Selected excerpt:
──────────
Suitable construction materials for the incurvate spine 15 include but are not limited to fiberglass, aluminum alloys, carbon fiber and austenitic stainless steel. In one exemplary embodiment, contralateral attachment positions 220, 225 for coupling of restraints 305 (FIG. 3A) are provided at locations where a longitudinal centerline axis 210 (dotted line) of the incurvate spine 15 converges with a longitudinal centroidal axis (dashed line) 215 of the incurvate spine 15. Coupling of restraints at these locations 220, 225 ensures that static and dynamic forces arising from a payload anchored to the magnetic vehicle rack 100 are uniformly distributed through the elongated body 5 (FIG. 2A) and among the one or more permanent magnet(s) 35 without generating an axial rotation-causing moment which would act to move the incurvate spine out of alignment with the elongated body 5 and potentially dislodge the magnetic vehicle rack 100 from the vehicle.

While being inserted into conformational alignment and/or congruence with a vehicle's surface contour, the incurvate spine 15 is rotated into a downward facing arc relative to a contact surface of the vehicle by the magnetic attractive force generated by the one or more permanent magnets 35. The arced position prevents axial rotation by the incurvate spine 15 and may assist in maintaining the magnetic base element in conformational alignment with the vehicle's surface. In an exemplary embodiment, a locking mechanism may be used to lock the incurvate spine 15 within the elongated body 5 (not shown). By way of example and not limitation, a locking mechanism may include a star-patterned plug on a portion of the incurvate spine 15 with a counterpart star-patterned socket included in a portion of the elongated body 5, insertion of a locking pin which traverses portions of both the elongated body 5 and incurvate spine 15 and/or a clamping mechanism which is engaged by the user when the incurvate spine 15 is properly aligned within the aperture(s) 10. A lock tab extending from a side of the incurvate spine 15 may also be provided to prevent unauthorized removal of the magnetic vehicle rack 100 from the vehicle (not shown.) Alternately, a C-clip or Cotter pin may be provided at about the distal end of the incurvate spine 15 (not shown) in order to prevent the incurvate spine 15 from becoming dislodged from the aperture 10.

In one exemplary embodiment, the contralateral attachment positions 220, 225 are symmetrically at about 21% and about 79% of the length of the incurvate spine 15 (FIG. 2D). One skilled in the art will appreciate that alternate mechanisms to uniformly distribute forces among the elongated body 5 (FIG. 2A) and the one or more permanent magnet(s) 35 (FIG. 2A) may be employed as well. In another exemplary embodiment, the contralateral attachment positions 220, 225 are disposed through the upper support element 25 of the elongated body 5 (FIGS. 7A, 7B.)
──────────
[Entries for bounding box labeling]
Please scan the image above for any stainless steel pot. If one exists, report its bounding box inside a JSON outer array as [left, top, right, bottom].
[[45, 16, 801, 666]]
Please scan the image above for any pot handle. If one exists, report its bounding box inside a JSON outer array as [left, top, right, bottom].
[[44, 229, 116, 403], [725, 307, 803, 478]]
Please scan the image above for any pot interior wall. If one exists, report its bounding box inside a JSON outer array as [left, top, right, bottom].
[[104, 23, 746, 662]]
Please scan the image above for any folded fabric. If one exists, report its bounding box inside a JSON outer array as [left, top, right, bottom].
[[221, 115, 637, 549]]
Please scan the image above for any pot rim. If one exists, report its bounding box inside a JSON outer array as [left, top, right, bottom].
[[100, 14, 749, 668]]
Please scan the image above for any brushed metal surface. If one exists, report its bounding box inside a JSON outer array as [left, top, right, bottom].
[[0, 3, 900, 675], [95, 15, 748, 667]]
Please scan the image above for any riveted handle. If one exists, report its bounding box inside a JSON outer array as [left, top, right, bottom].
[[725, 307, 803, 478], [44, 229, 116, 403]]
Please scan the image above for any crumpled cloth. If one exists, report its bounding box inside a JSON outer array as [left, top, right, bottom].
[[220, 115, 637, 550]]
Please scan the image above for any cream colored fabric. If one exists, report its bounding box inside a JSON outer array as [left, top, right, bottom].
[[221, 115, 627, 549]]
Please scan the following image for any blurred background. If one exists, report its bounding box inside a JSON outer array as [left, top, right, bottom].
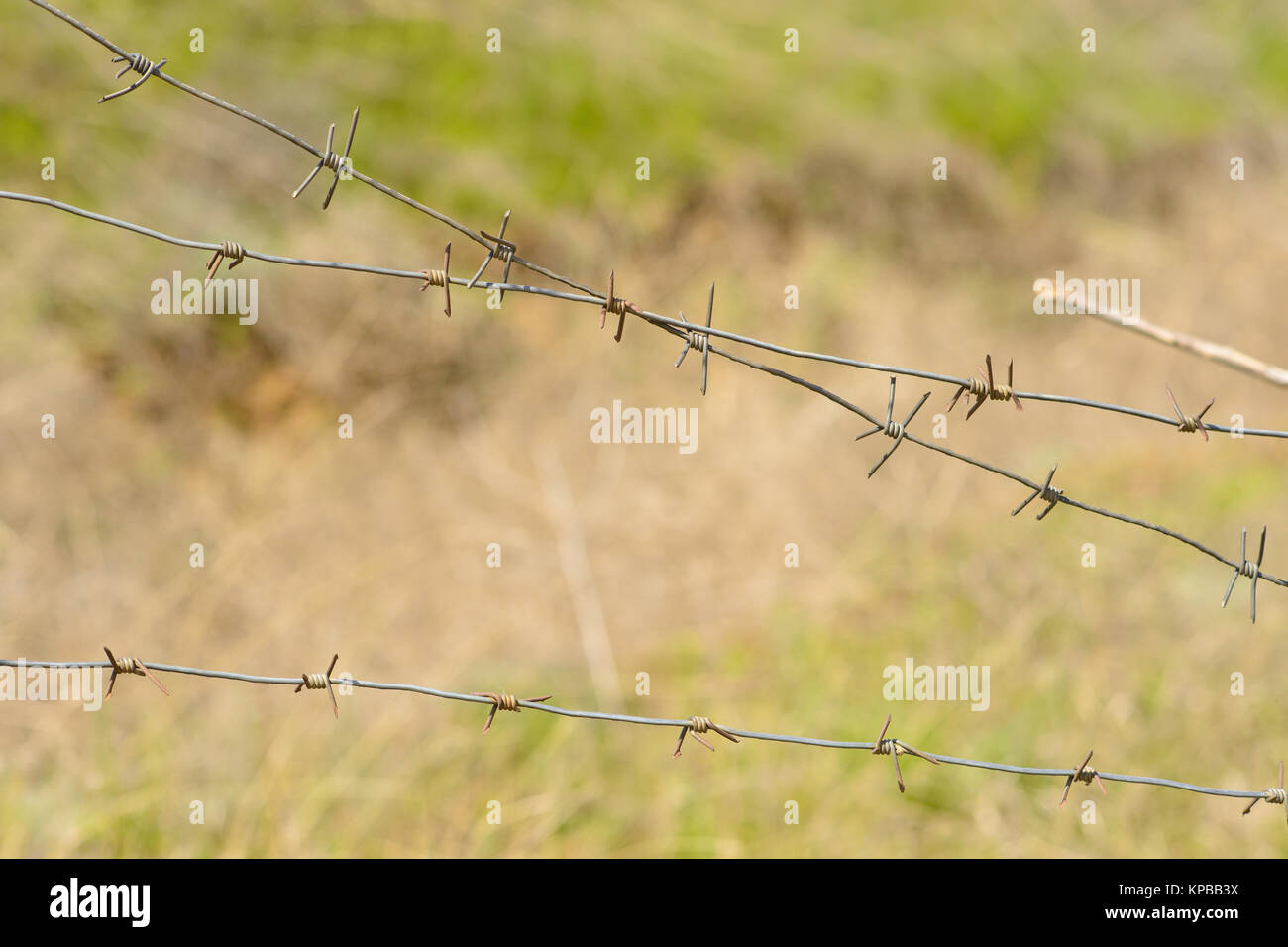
[[0, 0, 1288, 857]]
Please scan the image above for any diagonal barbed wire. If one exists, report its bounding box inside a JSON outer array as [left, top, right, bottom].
[[0, 648, 1288, 815], [0, 191, 1288, 621], [0, 0, 1288, 622], [17, 0, 1288, 438]]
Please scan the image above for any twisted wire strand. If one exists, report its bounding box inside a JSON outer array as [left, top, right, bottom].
[[0, 191, 1288, 607], [17, 0, 1288, 438], [0, 659, 1267, 801]]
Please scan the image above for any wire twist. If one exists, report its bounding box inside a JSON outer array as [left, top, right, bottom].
[[206, 240, 246, 284], [948, 355, 1024, 420], [473, 690, 554, 733], [1012, 464, 1064, 520], [1163, 384, 1216, 441], [291, 108, 358, 210], [295, 655, 340, 720], [671, 716, 738, 759], [98, 53, 170, 104], [1221, 527, 1266, 625], [103, 644, 170, 701], [872, 716, 939, 793]]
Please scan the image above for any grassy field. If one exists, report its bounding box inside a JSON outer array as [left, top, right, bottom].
[[0, 0, 1288, 857]]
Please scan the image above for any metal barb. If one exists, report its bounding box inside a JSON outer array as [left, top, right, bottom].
[[671, 716, 739, 759], [205, 240, 246, 286], [420, 241, 452, 318], [675, 284, 716, 397], [599, 270, 635, 342], [854, 374, 931, 479], [1221, 526, 1266, 625], [295, 655, 340, 720], [473, 690, 554, 733], [948, 355, 1024, 421], [1012, 464, 1064, 522], [103, 644, 170, 701], [1243, 760, 1288, 819], [1163, 384, 1216, 441], [291, 108, 358, 210], [1057, 750, 1109, 809], [465, 210, 519, 303], [98, 53, 170, 104], [872, 714, 939, 793]]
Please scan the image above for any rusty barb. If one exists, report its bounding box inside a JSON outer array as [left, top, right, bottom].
[[103, 644, 170, 701], [1243, 760, 1288, 818], [205, 240, 246, 286], [1163, 384, 1216, 441], [465, 210, 519, 303], [291, 108, 358, 210], [1012, 464, 1064, 520], [854, 374, 931, 476], [420, 241, 452, 318], [599, 270, 636, 342], [675, 283, 716, 397], [0, 648, 1284, 811], [98, 53, 170, 104], [1221, 527, 1266, 625], [473, 690, 554, 733], [295, 655, 340, 720], [671, 716, 738, 760], [948, 355, 1024, 420], [872, 714, 939, 792], [1057, 750, 1109, 809]]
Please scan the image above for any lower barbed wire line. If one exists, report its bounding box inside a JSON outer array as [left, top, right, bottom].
[[0, 659, 1266, 798], [0, 191, 1288, 587], [17, 0, 1288, 438]]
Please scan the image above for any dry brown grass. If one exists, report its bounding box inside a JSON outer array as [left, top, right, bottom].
[[0, 0, 1288, 856]]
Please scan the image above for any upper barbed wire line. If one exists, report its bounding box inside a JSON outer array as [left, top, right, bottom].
[[0, 191, 1288, 607], [22, 0, 1288, 438], [21, 0, 593, 292], [0, 659, 1279, 801]]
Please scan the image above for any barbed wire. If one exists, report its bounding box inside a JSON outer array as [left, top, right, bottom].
[[20, 0, 1288, 438], [0, 191, 1288, 622], [0, 0, 1288, 834], [10, 0, 1288, 622], [0, 647, 1288, 815]]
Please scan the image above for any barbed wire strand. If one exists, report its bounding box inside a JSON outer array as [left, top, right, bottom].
[[0, 191, 1288, 616], [17, 0, 1288, 438], [0, 0, 1288, 814], [0, 648, 1284, 808]]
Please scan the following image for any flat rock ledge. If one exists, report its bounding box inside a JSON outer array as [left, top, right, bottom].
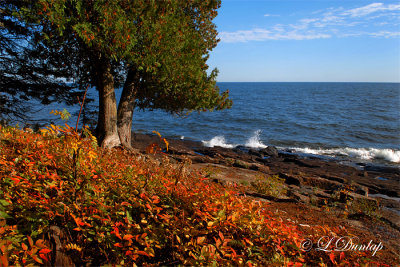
[[132, 133, 400, 264]]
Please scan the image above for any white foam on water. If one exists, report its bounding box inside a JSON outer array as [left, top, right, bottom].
[[292, 147, 400, 163], [245, 130, 267, 148], [201, 135, 235, 148]]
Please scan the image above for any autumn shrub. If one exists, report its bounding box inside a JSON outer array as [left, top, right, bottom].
[[0, 125, 386, 266]]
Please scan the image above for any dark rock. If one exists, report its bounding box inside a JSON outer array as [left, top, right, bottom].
[[284, 158, 321, 168], [279, 173, 302, 186], [321, 174, 348, 184], [260, 146, 279, 157], [364, 165, 400, 174], [233, 160, 250, 169]]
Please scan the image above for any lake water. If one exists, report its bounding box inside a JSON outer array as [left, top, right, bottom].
[[34, 83, 400, 165]]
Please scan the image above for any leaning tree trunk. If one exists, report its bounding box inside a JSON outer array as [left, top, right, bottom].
[[96, 59, 121, 148], [117, 69, 137, 149]]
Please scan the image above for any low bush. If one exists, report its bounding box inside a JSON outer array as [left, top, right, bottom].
[[0, 125, 382, 266]]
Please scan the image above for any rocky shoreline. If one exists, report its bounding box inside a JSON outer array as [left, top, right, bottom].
[[132, 133, 400, 261]]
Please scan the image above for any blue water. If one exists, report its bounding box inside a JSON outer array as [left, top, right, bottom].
[[34, 83, 400, 164]]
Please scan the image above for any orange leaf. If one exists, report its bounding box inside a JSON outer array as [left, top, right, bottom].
[[39, 248, 51, 254], [114, 243, 123, 248], [124, 234, 134, 240], [329, 253, 335, 264], [32, 255, 43, 264], [340, 251, 345, 261], [136, 250, 150, 257], [28, 238, 33, 247], [39, 254, 49, 261], [0, 255, 8, 267], [10, 178, 21, 185]]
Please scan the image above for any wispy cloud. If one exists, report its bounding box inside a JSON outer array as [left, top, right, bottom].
[[219, 3, 400, 43], [264, 14, 279, 17], [343, 3, 400, 17]]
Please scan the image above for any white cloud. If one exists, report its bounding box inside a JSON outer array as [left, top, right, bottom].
[[219, 3, 400, 43], [343, 3, 400, 17], [219, 29, 331, 43]]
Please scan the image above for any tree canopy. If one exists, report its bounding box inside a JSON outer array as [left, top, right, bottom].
[[0, 1, 86, 121], [11, 0, 231, 147]]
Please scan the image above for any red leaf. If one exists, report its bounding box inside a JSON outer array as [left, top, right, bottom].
[[0, 255, 8, 267], [124, 234, 134, 240], [28, 238, 33, 247], [39, 254, 49, 261], [136, 250, 151, 257], [10, 178, 21, 185], [39, 248, 51, 254], [329, 253, 335, 264], [32, 255, 43, 264], [114, 243, 123, 248]]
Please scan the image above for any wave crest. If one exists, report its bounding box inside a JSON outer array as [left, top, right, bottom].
[[292, 147, 400, 163]]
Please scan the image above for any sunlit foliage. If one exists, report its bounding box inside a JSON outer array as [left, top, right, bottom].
[[0, 125, 384, 266]]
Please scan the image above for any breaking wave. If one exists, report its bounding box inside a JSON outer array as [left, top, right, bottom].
[[291, 147, 400, 163], [202, 135, 235, 148], [202, 130, 267, 148]]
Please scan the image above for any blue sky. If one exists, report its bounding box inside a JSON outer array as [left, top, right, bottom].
[[208, 0, 400, 82]]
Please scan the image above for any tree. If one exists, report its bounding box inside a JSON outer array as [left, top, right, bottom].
[[0, 0, 87, 124], [24, 0, 231, 148]]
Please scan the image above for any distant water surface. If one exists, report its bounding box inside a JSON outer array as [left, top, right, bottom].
[[34, 83, 400, 165]]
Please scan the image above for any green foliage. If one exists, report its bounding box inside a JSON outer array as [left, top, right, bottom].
[[0, 125, 384, 266], [25, 0, 232, 113], [50, 109, 71, 121], [0, 1, 88, 123]]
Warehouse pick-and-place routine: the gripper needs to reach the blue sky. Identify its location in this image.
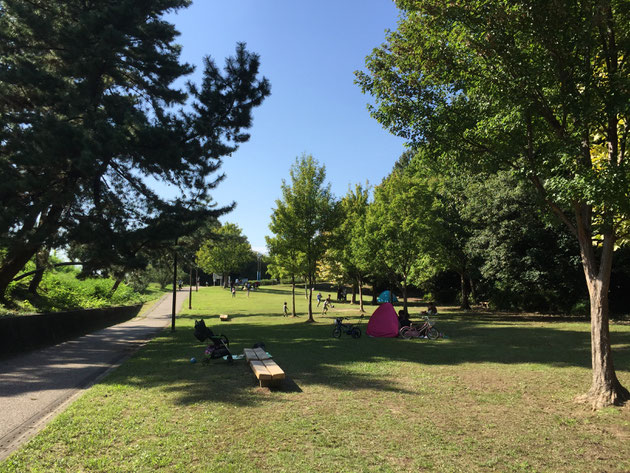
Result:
[169,0,404,251]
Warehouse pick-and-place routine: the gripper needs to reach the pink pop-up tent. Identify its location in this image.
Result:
[365,302,400,337]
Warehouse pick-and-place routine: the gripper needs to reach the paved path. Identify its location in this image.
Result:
[0,290,188,461]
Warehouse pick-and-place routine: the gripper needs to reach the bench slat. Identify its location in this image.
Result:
[254,348,271,360]
[243,348,258,361]
[249,360,272,382]
[262,360,284,381]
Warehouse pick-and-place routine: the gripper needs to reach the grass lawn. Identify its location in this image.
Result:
[0,286,630,473]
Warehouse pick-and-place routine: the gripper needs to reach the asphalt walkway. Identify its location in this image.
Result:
[0,289,188,461]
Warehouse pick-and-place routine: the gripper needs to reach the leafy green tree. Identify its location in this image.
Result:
[462,172,587,313]
[269,155,338,322]
[0,0,269,297]
[365,171,432,310]
[265,236,306,317]
[197,223,253,287]
[325,184,369,312]
[357,0,630,407]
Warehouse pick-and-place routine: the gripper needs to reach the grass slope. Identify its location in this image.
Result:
[0,286,630,472]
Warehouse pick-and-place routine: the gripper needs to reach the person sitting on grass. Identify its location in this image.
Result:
[424,302,437,315]
[398,309,411,327]
[322,294,335,315]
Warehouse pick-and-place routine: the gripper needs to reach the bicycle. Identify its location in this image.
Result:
[333,317,361,338]
[399,316,441,340]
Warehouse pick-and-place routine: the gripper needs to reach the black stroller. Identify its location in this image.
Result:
[195,319,232,362]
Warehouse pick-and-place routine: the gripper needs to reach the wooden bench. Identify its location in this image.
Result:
[244,348,285,387]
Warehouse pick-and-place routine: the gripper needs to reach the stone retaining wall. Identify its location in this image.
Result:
[0,304,142,355]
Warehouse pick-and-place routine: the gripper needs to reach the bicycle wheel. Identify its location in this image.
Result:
[399,327,413,339]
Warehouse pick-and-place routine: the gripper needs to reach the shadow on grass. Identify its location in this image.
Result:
[103,316,630,405]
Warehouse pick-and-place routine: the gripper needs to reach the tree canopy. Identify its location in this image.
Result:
[0,0,270,295]
[269,155,338,321]
[357,0,630,406]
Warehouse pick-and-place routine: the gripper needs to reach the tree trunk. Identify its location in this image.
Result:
[468,274,479,304]
[291,276,297,317]
[459,271,470,310]
[28,247,50,296]
[577,228,630,409]
[171,249,177,332]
──────────
Goal of the exercise:
In the magnetic vehicle rack excerpt, at about what percentages of the incurvate spine's length does one embodiment place the contralateral attachment positions?

Answer to this exercise:
At about 21% and about 79% of the incurvate spine's length.